■ **Exercise prompt**:
What does the data read, word for word, from the line containing "Put a dot on every instance of the stone platform." through its final line? Give those lines only.

■ **Image-grounded pointing data**:

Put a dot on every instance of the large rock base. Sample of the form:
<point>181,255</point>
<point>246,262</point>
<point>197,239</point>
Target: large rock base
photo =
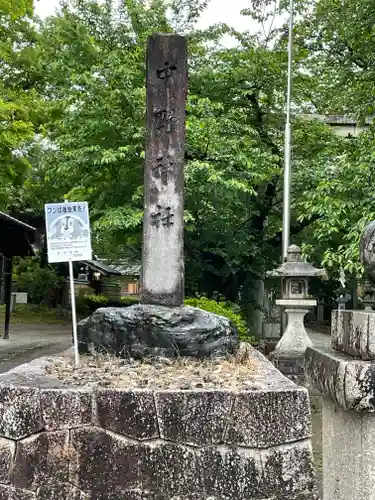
<point>143,331</point>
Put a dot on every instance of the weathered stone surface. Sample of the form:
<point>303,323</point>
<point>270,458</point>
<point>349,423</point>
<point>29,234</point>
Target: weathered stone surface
<point>104,462</point>
<point>349,383</point>
<point>7,450</point>
<point>288,471</point>
<point>162,279</point>
<point>61,492</point>
<point>262,419</point>
<point>145,330</point>
<point>10,493</point>
<point>353,332</point>
<point>42,459</point>
<point>232,473</point>
<point>348,453</point>
<point>254,418</point>
<point>20,411</point>
<point>64,408</point>
<point>129,413</point>
<point>171,469</point>
<point>194,417</point>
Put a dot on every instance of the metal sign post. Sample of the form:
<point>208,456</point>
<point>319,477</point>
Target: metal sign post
<point>69,240</point>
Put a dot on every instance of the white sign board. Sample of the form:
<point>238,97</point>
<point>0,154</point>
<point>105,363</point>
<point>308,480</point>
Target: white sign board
<point>68,232</point>
<point>21,297</point>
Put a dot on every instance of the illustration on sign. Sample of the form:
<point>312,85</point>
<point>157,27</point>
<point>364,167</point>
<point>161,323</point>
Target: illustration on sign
<point>68,232</point>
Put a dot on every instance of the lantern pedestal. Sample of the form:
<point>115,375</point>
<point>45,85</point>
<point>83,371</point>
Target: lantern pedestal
<point>289,353</point>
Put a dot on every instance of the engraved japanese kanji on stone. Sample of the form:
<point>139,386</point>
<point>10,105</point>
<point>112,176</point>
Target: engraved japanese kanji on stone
<point>162,279</point>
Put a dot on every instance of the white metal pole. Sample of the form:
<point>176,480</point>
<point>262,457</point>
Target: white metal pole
<point>74,317</point>
<point>288,142</point>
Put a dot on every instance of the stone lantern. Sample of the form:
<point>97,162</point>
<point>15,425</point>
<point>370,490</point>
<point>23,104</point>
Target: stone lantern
<point>295,273</point>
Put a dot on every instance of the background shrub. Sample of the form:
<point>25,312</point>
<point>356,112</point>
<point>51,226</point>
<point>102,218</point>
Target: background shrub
<point>226,309</point>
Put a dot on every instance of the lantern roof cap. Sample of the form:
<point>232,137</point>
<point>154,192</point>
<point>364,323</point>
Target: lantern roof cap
<point>296,267</point>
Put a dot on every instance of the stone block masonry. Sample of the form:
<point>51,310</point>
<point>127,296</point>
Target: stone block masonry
<point>71,443</point>
<point>344,373</point>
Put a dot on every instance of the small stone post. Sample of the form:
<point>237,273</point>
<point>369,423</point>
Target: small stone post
<point>289,353</point>
<point>344,372</point>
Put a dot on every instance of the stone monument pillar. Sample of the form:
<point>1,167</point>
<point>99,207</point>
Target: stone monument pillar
<point>161,325</point>
<point>344,372</point>
<point>162,280</point>
<point>289,353</point>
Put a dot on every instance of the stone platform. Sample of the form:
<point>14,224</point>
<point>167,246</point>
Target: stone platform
<point>344,373</point>
<point>76,443</point>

■ **Output of the task**:
Put a dot on every instance of the stone platform. Sample of the form:
<point>14,224</point>
<point>167,246</point>
Target: stone platform
<point>344,373</point>
<point>76,443</point>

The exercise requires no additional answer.